Extracted information:
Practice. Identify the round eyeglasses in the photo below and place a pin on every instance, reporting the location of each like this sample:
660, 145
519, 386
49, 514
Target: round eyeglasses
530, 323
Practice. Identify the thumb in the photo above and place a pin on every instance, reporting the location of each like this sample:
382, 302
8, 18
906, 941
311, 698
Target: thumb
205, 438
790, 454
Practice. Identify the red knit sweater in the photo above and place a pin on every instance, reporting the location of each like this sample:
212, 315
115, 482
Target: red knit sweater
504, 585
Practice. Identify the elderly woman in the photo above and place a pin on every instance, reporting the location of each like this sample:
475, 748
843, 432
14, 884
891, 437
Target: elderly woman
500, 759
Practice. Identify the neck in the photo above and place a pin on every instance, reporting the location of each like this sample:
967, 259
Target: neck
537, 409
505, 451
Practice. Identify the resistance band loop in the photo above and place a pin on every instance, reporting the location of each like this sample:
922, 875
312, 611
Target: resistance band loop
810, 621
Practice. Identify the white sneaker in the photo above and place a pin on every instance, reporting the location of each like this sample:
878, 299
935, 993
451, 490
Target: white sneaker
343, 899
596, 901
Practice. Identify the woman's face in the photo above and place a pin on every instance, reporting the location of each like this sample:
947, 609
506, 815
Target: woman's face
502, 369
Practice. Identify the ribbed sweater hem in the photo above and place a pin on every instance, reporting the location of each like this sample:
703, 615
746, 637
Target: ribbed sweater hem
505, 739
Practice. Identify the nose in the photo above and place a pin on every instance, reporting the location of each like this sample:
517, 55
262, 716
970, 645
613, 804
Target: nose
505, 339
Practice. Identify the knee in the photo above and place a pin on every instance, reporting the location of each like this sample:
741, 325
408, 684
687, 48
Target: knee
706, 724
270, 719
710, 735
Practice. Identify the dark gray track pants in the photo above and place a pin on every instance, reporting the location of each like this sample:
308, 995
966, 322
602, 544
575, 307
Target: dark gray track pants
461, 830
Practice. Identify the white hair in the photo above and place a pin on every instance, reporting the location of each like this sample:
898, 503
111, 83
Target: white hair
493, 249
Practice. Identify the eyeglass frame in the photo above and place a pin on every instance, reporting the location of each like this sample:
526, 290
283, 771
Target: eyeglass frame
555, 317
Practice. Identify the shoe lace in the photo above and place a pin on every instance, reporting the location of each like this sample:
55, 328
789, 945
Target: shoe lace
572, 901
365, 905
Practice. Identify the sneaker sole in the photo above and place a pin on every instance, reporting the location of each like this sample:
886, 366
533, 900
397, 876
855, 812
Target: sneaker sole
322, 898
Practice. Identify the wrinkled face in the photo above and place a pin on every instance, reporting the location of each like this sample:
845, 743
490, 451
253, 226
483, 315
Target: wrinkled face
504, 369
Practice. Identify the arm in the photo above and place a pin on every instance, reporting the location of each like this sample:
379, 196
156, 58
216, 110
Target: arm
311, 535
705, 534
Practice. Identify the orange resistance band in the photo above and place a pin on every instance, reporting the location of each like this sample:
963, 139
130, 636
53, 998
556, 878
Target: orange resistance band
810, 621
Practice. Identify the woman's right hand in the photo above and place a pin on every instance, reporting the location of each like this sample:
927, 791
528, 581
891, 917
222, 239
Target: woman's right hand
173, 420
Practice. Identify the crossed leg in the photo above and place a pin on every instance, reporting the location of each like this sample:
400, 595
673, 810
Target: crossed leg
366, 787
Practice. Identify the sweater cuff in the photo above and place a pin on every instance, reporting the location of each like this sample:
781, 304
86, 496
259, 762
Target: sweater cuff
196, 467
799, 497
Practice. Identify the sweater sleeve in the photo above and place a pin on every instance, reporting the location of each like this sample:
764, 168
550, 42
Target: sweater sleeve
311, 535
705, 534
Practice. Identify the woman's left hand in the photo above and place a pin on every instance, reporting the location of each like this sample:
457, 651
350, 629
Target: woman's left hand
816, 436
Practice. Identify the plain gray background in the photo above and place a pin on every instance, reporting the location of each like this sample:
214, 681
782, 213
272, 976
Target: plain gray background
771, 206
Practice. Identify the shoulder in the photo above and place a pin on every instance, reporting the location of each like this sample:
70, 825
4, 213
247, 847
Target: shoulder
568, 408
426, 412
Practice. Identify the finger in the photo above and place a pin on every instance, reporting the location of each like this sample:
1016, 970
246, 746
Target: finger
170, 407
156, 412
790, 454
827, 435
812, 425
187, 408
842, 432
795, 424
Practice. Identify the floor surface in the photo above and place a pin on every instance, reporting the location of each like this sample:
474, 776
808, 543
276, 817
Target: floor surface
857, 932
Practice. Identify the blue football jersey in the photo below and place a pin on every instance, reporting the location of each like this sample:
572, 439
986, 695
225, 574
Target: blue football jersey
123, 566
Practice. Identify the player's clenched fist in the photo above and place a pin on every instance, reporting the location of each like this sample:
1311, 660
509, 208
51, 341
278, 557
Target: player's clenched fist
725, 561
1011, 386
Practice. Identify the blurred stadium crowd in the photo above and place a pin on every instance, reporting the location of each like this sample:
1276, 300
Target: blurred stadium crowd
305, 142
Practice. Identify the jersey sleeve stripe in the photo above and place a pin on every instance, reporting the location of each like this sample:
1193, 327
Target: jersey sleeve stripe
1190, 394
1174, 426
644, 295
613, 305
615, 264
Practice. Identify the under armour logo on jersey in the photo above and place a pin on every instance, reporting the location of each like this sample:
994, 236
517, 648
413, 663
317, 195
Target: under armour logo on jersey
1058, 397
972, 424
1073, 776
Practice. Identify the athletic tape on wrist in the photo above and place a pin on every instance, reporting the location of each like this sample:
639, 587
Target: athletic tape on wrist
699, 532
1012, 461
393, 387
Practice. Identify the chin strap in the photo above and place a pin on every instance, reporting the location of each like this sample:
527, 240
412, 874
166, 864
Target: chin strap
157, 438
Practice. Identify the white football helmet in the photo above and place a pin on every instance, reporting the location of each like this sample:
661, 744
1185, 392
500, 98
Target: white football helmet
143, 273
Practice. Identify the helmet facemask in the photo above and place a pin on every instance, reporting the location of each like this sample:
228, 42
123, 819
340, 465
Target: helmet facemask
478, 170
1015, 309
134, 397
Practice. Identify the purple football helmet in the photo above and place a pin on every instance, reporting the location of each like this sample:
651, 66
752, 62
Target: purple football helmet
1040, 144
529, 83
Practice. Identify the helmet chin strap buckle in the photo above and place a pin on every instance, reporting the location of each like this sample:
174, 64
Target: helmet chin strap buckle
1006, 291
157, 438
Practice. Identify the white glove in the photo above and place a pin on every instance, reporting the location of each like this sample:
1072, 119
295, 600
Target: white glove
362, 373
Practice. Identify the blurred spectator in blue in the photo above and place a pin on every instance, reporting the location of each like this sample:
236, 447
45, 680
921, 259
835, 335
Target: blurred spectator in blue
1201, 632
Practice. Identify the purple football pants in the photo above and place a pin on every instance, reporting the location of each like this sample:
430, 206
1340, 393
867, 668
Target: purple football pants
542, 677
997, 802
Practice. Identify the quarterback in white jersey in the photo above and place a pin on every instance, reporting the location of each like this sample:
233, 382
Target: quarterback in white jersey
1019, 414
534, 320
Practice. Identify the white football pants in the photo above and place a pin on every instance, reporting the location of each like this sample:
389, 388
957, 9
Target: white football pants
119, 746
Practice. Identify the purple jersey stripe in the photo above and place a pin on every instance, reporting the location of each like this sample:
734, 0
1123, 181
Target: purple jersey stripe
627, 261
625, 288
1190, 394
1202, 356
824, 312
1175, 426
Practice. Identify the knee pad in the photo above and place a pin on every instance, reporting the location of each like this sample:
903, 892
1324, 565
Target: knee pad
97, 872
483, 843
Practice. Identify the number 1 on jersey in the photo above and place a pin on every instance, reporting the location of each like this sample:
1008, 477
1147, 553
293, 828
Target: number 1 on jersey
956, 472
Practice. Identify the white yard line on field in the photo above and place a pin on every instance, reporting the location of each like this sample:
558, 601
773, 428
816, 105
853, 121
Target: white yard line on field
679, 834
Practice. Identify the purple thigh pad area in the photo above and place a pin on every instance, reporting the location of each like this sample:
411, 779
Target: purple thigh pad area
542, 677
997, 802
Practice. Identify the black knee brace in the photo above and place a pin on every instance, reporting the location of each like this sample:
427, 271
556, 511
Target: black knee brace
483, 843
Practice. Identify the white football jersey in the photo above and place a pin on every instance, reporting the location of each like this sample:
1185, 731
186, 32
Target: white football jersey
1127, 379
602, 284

What needs to be done: Include both ends. Return the line holding "Practice. Identify the purple thigh" and all lines after it in the records above, exactly as written.

Answer to this problem:
Practice. Identify the purple thigh pad area in the photo above and place a pin on every instance, reporting the location of each like this sample:
411, 779
Target: purple thigh pad area
542, 677
997, 802
Practice. Identify the black knee brace in the photo above and place a pin on every instance, reporting the location of each like this sample:
427, 271
556, 511
Target: black knee brace
483, 843
Practice. Identify the white football jersey in the photo above and place a pin on every instance, reporting the location of each like this sample:
1185, 731
186, 32
Target: white football jersey
1127, 379
602, 284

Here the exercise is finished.